**阅读节选:**
---
前言

读博快两年了，说起来我的方向是Information Retrieval，可是自己到现在常用的索引包都不会用。这次的目的是索引Reddit post的JSON格式的数据的，本来想用Glasgow的Terrier，因为认识几个他们组里的学生，都跟我安利这个。可是用起来发现Terrier只针对学术界常用的TREC的数据集做了相应的优化和文档配置说明。对于其他类型的文档，Terrier并没有完整的说明，着实让人懵逼。

鉴于Lucene强大的开源背景和我着实不想再写Java代码的懒惰心理，我决定使用Solr 6.0给文档建立索引，然后通过python调用curl进行访问。

Solr 6.0 安装

配置好JAVA环境
下载zip包
解压缩

Solr 6.0 使用

这个我必须先吐槽一句，光是配置schema.xml折腾了我一个星期，真的是读博智商低啊……下面我把终于搞明白了的流程逐步记录下来。

Standalone版本的启动流程

首先[这是一个非常好的样例](Solr Schema.xml Example)
进入Solr的解压文件夹

bin/solr start

启动单机模式，此时打开浏览器输入http://localhost:8983/solr/可以看到相关页面。

建立一个Core，一个Core对应一个对文档集合的索引。

bin/solr create -c <core name> -d basic_configs

这里我们默认使用basic_configs.

对建立好的索引，我们需要配置schema.xml文件和solrconfig.xml文件，这两个文件位于server/<core name>文件夹下面。

在solrconfig.xml中将这个core设置为读取手工配置的schema.xml的模式。

<schemaFactory class = "ClassicIndexSchemaFactory"/>

讲managed-schema文件名改为schema.xml
配置schema.xml，这一步会在下一节重点说。
重点，重新读取core才能启用新配置

curl "http://localhost:8983/solr/admin/cores?action=RELOAD&core=<core name>"

索引文件

bin/post -c <core name> /data/redditData/full_corpus.json

在python中查询

  from urllib2 import *
  import simplejson
  import json
  connection = urlopen('http://localhost:8983/solr/reddit_r3d/select?q=title:"French%20Open"%20selftext:"French%20Open"&fl=id,name,title,selftext,created_utc&wt=json')
  response = simplejson.load(connection)
  print response['response']['numFound'], "documents found."
    
 # Create the output file to store relevant documents
  output_folderpath = $PATH + corename
  if not os.path.exists(output_folderpath):
      os.makedirs(output_folderpath)
    
 # Write relevant document in to the file
  if response['response']['numFound'] == 0:
      continue
  else:
      output_filepath = (output_folderpath + 
                         query_id + "_" +
                         str(response['response']['numFound']) + "_" +
                         str(kvalue) +
                         ".json")
      print output_filepath
      with open(output_filepath, "w") as text_file:
          for document in response['response']['docs']:
              text_file.write(json.dumps(document)+'\n')
---
**记录列表:**
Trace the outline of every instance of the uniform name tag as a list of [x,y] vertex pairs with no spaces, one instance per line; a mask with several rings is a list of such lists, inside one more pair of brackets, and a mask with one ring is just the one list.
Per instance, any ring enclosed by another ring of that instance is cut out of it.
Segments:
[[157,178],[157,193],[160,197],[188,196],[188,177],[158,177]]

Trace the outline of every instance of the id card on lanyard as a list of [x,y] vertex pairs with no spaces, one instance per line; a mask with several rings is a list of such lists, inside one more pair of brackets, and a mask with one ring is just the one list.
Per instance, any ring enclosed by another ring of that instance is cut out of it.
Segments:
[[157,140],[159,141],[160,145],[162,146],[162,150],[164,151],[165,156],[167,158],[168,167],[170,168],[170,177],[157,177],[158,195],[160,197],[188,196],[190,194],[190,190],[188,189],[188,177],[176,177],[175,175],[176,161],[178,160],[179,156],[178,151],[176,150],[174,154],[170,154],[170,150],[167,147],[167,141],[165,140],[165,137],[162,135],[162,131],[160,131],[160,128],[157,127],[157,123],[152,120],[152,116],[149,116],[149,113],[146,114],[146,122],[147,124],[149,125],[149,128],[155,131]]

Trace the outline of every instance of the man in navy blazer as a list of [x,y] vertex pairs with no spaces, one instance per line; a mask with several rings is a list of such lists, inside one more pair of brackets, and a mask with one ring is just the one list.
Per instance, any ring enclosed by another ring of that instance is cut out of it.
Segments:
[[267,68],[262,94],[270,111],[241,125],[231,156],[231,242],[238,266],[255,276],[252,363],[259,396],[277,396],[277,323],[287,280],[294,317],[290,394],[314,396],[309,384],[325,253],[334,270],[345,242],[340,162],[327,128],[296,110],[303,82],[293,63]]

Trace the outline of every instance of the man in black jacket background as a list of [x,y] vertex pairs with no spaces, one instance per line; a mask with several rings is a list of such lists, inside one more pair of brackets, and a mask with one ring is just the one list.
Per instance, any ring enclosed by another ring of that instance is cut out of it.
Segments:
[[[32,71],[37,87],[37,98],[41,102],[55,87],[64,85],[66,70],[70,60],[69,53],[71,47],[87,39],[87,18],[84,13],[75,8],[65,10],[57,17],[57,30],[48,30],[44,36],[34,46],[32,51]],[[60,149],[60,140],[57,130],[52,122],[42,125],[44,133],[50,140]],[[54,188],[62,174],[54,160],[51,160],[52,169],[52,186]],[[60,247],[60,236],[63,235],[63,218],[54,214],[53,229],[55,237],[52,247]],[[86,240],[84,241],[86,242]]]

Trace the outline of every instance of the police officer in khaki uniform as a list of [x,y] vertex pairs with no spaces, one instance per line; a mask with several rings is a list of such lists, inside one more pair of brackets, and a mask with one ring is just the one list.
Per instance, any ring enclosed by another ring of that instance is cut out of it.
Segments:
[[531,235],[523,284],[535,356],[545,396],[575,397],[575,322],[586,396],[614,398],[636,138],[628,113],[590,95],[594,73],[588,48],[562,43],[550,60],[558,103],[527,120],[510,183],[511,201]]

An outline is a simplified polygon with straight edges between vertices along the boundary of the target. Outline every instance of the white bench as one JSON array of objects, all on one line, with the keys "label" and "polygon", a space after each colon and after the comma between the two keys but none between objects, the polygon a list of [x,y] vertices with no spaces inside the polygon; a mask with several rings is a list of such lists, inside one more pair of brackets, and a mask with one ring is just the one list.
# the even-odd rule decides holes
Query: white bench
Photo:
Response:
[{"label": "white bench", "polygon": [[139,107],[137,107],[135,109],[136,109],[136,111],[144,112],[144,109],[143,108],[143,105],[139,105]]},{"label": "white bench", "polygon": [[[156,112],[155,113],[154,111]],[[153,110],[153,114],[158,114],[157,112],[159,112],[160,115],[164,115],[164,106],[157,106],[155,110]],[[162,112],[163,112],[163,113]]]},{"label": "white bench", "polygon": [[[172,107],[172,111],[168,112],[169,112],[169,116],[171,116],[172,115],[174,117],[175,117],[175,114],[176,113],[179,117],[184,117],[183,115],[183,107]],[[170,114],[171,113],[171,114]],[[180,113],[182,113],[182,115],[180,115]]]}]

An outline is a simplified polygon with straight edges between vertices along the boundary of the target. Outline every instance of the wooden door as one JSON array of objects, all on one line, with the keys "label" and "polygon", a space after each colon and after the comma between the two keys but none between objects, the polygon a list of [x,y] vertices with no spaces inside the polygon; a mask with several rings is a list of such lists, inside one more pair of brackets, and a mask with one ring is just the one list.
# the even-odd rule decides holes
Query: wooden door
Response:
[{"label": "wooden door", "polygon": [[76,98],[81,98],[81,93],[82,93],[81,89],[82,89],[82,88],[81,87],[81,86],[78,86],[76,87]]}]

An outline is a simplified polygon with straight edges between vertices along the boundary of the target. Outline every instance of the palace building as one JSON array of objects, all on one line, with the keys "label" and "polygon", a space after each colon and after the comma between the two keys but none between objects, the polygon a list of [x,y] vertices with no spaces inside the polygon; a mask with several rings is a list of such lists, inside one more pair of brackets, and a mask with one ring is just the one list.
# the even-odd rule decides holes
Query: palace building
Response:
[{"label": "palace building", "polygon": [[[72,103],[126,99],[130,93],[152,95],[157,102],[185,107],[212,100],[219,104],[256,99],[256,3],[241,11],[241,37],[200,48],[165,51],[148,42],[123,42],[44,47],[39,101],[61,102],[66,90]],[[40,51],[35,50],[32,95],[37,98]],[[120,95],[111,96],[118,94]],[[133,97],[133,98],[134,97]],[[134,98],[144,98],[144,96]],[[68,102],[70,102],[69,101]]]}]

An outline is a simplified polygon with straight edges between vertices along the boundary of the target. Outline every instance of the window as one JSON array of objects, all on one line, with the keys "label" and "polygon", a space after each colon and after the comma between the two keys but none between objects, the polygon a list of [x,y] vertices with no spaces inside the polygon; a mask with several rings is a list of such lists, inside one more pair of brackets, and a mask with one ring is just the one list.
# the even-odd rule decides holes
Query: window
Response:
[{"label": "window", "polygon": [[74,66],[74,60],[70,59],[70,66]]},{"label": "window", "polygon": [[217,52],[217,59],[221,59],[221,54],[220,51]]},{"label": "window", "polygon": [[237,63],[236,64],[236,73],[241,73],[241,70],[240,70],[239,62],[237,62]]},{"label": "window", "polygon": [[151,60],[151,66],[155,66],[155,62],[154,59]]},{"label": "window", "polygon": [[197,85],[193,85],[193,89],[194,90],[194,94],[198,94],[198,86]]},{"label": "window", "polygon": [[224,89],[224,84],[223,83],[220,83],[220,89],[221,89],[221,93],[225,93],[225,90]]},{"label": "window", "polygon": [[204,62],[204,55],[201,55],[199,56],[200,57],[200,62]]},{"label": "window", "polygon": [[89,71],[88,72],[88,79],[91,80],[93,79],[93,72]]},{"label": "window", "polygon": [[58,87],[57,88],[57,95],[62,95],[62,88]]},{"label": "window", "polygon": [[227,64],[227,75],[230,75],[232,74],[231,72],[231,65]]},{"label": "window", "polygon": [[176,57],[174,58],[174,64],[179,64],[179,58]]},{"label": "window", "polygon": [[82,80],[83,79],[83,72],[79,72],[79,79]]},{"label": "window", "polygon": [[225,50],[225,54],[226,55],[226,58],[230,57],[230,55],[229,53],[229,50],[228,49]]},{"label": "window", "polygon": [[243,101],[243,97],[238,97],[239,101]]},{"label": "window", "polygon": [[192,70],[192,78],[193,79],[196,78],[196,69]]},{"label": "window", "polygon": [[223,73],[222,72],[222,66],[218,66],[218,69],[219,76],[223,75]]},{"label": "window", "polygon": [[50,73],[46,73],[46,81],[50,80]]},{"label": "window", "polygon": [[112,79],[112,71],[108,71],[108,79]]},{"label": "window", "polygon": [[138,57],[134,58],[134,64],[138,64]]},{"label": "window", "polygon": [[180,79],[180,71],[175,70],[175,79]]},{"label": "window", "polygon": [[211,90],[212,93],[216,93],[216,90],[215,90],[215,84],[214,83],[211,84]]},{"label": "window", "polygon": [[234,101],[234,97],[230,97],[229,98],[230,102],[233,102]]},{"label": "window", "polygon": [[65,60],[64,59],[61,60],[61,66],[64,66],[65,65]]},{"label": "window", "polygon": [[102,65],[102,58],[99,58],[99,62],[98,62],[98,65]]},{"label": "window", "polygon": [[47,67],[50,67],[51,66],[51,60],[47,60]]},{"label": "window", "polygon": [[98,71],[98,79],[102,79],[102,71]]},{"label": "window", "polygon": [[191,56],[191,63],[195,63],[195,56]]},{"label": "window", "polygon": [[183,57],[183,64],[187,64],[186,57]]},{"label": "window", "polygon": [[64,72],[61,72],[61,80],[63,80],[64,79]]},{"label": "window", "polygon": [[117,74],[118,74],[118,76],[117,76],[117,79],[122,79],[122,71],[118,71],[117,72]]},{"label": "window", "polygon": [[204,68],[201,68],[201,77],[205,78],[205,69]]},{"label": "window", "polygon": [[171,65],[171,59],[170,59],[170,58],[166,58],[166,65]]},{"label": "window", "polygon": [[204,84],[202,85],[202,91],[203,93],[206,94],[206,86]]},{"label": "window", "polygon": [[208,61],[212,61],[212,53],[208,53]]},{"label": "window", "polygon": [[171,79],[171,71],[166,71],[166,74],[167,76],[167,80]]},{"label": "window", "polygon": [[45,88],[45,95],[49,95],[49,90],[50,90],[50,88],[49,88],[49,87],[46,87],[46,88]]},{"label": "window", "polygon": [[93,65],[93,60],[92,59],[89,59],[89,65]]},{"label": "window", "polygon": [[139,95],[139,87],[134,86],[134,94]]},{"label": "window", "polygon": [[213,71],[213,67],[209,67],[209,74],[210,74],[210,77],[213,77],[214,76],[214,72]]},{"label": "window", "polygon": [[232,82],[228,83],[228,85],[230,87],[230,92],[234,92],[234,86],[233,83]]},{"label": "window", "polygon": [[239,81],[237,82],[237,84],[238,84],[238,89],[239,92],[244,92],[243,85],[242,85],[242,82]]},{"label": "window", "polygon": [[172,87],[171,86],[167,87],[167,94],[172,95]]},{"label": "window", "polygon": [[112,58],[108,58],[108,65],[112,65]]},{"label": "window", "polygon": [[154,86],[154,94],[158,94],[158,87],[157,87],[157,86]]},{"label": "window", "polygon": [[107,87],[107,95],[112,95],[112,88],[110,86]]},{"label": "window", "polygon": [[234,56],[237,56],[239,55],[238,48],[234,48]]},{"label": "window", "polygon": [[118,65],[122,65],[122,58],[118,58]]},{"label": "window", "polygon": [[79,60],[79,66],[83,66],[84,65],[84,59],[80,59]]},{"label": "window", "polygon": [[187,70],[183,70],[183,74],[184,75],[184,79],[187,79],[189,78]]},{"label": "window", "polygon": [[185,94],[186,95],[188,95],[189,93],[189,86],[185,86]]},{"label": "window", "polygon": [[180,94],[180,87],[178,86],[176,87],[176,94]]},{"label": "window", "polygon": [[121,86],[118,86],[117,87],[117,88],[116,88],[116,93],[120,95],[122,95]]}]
---
**待办事项:**
1 – 从节选中原样摘录一段，从“建立一个Core，一个Core对应一个对文档集合的索引。”起，直到并包括“schema.xml的模式。”为止。
2 – 按照节选的说明，以单机模式启动Solr后，在浏览器中输入哪个地址可以看到相关页面？
这些记录是另行提供的独立材料。

**答案如下:**
1 –
建立一个Core，一个Core对应一个对文档集合的索引。

bin/solr create -c <core name> -d basic_configs

这里我们默认使用basic_configs.

对建立好的索引，我们需要配置schema.xml文件和solrconfig.xml文件，这两个文件位于server/<core name>文件夹下面。

在solrconfig.xml中将这个core设置为读取手工配置的schema.xml的模式。

2 – http://localhost:8983/solr/